Exercise details:
Beginning with the top line of the listing below, give again every line up to and including the line with "Target: man's hand"; pictures do not belong in the copy.

Input:
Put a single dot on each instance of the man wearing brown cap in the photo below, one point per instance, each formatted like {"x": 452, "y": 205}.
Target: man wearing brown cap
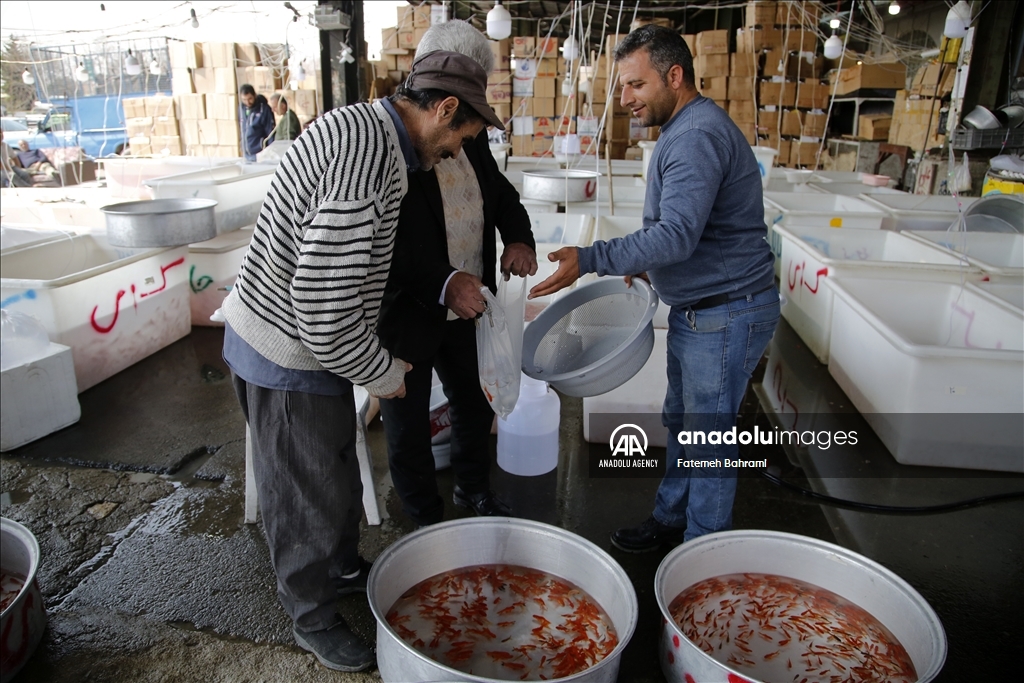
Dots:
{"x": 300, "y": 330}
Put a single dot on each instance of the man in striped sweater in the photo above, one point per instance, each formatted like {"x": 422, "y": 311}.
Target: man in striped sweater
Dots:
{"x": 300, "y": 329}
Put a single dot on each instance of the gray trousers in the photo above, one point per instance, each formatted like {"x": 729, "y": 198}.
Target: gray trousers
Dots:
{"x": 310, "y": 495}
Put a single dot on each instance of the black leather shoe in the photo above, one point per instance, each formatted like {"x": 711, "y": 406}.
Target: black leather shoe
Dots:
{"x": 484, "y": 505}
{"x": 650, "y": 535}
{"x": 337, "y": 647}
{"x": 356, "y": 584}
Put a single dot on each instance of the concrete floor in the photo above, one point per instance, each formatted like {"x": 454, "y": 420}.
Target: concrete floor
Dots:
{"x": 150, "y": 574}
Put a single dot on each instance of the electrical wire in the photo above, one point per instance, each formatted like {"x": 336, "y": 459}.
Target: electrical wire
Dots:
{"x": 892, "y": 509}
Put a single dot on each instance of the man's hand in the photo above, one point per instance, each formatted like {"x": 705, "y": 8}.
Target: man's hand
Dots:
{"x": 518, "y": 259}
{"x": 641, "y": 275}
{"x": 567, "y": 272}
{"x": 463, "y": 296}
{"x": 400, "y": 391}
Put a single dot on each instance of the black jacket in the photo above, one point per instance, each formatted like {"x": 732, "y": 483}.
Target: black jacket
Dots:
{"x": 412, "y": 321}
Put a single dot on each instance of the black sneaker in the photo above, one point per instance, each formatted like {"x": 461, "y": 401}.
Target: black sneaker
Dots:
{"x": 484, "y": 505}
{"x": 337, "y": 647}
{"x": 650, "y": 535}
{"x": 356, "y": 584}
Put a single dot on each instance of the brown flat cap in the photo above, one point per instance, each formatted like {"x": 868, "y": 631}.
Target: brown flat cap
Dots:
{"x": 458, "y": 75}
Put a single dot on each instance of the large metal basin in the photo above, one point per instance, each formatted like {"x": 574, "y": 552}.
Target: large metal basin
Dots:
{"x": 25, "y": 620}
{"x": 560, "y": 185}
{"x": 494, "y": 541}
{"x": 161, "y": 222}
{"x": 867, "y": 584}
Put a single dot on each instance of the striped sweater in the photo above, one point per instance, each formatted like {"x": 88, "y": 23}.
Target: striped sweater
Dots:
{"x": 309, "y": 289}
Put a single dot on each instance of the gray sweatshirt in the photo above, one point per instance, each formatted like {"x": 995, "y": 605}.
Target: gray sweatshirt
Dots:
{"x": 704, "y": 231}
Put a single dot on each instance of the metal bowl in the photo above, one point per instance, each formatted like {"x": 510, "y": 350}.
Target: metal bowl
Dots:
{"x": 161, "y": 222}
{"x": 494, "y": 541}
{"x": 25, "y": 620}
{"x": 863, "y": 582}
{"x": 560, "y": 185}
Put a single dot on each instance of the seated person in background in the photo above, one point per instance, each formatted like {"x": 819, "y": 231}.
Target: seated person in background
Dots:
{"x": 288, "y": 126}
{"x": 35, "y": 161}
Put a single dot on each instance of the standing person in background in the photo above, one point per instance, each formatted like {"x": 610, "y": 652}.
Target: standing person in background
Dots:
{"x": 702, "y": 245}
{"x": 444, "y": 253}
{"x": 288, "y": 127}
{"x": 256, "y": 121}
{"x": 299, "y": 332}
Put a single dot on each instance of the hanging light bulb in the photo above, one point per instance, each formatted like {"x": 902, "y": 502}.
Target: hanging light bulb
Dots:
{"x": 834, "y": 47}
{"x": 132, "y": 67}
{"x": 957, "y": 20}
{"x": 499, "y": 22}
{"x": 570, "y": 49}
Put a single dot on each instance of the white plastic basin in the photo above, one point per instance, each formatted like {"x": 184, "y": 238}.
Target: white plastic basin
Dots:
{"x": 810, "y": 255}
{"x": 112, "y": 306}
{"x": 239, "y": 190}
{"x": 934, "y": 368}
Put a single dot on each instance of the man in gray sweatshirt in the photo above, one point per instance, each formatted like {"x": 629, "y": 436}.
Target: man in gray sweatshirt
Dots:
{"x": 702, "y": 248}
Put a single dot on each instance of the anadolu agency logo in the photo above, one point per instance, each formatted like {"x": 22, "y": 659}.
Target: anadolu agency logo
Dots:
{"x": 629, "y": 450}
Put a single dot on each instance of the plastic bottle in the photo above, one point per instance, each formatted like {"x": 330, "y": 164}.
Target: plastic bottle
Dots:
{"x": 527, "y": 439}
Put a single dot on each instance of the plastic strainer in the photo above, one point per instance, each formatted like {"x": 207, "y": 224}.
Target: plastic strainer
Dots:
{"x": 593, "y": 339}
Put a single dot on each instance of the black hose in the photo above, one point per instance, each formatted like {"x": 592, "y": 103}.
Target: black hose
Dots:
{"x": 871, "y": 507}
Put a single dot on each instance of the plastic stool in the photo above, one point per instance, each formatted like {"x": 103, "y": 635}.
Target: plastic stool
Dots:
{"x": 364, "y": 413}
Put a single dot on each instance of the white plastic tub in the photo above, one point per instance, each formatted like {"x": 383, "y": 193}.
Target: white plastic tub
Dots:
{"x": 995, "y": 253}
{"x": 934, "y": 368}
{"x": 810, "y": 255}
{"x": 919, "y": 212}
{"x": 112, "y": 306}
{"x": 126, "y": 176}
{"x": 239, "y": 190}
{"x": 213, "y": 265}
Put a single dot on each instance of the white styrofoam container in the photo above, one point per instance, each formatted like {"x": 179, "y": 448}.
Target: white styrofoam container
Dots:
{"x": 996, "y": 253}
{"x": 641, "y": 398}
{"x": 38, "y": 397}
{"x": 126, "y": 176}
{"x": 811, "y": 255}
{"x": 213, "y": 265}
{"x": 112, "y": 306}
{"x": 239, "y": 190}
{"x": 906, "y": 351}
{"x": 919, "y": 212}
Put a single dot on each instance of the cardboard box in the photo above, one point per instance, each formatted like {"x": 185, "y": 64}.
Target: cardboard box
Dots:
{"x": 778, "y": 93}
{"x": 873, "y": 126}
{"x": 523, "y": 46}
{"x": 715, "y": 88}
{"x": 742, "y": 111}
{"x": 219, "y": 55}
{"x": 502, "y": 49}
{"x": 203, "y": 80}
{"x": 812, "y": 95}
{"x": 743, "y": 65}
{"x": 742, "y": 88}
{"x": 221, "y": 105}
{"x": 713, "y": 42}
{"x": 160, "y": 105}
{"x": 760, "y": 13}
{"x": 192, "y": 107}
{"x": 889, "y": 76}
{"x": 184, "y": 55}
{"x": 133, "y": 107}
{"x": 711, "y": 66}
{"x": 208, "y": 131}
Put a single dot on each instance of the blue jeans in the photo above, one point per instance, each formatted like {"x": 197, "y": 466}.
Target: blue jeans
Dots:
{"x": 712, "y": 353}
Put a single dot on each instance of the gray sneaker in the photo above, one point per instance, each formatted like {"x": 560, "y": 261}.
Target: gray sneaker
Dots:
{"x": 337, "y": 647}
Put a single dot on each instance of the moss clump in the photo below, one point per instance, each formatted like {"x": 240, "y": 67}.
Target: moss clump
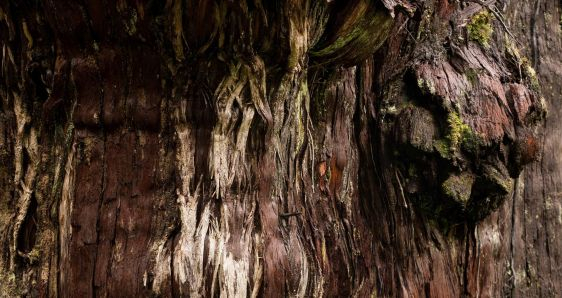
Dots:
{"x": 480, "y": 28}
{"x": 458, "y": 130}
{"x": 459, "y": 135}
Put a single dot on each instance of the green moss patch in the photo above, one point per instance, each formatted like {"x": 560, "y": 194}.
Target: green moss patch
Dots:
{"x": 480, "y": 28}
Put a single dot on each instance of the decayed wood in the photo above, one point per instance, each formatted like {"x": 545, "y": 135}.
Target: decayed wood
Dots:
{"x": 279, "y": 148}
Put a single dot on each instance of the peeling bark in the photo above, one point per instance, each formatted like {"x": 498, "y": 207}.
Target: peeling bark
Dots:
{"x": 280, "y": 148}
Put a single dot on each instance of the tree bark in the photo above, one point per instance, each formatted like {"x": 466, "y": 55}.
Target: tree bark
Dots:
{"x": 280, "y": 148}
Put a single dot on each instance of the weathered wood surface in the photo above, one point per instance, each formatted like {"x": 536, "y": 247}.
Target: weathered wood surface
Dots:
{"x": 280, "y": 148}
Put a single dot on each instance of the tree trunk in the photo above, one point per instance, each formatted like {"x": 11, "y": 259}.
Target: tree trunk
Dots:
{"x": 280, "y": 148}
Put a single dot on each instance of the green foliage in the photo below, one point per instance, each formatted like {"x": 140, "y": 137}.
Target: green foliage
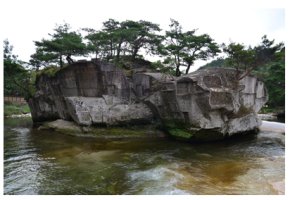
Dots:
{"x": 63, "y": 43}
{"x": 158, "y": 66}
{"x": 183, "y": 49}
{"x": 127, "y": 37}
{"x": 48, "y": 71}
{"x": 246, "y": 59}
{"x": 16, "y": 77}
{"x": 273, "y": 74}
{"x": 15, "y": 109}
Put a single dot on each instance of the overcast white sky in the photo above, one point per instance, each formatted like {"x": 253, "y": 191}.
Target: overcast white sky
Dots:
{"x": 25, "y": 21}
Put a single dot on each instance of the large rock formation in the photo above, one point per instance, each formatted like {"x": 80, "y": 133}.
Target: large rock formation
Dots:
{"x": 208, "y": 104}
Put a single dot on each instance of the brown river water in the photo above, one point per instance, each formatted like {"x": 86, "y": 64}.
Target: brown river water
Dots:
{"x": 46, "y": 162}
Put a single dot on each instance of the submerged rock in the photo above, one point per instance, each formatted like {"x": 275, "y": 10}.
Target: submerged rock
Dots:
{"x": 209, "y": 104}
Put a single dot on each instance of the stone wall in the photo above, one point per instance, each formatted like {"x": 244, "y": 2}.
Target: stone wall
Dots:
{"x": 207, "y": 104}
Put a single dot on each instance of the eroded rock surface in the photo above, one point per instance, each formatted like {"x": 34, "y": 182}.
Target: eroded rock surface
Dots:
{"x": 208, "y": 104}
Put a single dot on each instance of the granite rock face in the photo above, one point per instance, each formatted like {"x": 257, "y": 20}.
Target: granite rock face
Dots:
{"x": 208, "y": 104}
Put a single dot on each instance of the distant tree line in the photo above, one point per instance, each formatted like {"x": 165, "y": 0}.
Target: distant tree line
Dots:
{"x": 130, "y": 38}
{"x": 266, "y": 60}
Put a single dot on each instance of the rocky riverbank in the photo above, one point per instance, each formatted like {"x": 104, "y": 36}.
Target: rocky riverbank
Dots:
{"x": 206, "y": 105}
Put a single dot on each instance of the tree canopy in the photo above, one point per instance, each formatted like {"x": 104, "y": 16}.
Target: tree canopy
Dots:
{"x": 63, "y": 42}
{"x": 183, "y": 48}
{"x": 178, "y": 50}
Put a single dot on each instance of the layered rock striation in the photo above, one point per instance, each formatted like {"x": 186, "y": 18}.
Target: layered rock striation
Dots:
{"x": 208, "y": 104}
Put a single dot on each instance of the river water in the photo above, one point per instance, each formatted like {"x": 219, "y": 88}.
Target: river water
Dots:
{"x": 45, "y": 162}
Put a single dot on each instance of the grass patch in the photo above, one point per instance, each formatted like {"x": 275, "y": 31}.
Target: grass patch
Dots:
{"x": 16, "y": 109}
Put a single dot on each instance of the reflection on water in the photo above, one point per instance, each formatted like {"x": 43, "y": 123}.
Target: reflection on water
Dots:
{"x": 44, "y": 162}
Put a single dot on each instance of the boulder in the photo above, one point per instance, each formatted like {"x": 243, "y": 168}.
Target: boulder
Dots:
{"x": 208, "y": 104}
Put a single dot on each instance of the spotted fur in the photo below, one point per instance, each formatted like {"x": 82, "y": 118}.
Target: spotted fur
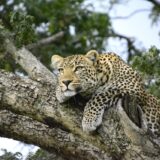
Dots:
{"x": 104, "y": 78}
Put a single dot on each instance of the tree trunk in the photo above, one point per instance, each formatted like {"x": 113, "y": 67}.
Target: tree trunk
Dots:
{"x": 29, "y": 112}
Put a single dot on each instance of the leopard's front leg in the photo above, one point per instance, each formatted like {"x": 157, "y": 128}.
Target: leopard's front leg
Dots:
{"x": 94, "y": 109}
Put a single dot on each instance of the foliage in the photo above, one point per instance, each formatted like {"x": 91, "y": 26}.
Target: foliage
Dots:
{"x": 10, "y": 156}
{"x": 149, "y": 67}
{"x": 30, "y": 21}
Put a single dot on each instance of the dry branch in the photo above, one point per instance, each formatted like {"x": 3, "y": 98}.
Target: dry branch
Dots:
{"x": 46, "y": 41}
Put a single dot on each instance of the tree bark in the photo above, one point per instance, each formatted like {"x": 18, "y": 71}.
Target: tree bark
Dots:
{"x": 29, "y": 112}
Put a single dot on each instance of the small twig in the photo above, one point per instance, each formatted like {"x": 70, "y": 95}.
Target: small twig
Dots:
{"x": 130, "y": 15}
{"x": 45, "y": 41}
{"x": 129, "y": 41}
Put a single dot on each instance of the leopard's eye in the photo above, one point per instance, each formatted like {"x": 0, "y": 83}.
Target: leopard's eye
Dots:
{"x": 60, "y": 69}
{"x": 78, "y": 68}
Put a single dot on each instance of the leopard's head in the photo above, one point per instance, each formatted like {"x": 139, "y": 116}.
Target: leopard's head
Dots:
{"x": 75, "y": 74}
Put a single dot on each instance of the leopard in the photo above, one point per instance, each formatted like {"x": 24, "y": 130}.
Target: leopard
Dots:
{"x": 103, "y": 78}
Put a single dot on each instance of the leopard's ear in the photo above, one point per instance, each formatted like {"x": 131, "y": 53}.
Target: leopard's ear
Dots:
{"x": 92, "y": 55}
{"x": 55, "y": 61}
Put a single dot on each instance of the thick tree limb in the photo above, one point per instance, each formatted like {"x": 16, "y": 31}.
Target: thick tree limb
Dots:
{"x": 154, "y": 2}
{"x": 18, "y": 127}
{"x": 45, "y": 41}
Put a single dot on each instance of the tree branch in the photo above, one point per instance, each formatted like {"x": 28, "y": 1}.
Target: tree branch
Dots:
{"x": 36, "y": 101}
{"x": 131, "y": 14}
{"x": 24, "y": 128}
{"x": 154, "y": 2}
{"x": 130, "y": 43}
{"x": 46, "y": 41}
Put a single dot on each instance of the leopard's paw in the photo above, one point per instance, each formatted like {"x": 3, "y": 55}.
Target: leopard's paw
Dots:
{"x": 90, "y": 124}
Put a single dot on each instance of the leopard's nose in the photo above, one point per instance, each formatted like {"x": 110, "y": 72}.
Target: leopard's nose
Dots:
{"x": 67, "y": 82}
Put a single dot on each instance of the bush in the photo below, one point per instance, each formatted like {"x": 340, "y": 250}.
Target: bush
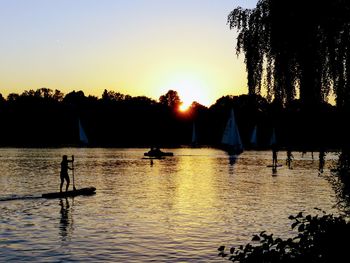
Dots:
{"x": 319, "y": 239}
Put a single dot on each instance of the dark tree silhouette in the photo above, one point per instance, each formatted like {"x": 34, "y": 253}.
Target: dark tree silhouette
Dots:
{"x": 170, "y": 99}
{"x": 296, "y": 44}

Answer for the task:
Put a single dot on each instance of the man wearing brown cap in the photo below, one point per instance, each formatted like {"x": 452, "y": 205}.
Target: man wearing brown cap
Dots:
{"x": 300, "y": 330}
Put a single dot on each instance of the man in striped sweater in the photo above, one point per instance, each formatted like {"x": 422, "y": 311}.
Target: man in striped sweater
Dots:
{"x": 300, "y": 329}
Put a single dot on each instance of the gray trousers in the photo above, one point per instance, each formatted like {"x": 729, "y": 198}.
Target: gray trousers
Dots:
{"x": 310, "y": 495}
Put a single dot on each instance of the black leather shoe in the photo above, one point per instance, each formatted like {"x": 711, "y": 406}.
Target: black leather shoe
Dots:
{"x": 484, "y": 505}
{"x": 650, "y": 535}
{"x": 337, "y": 647}
{"x": 356, "y": 584}
Put a single dot on each instance of the concrete floor in the photo above, one point per instance, each formatted like {"x": 454, "y": 420}.
Target: concrete floor
Dots:
{"x": 150, "y": 574}
Put a single dot on each instance of the electrical wire in the photo above, one point per instance, each formatted like {"x": 336, "y": 459}.
Target: electrical wire
Dots:
{"x": 892, "y": 509}
Put a single dot on each instance of the man's hand in the photo above, one point per instance, each formatted like {"x": 705, "y": 8}.
Target: man's hand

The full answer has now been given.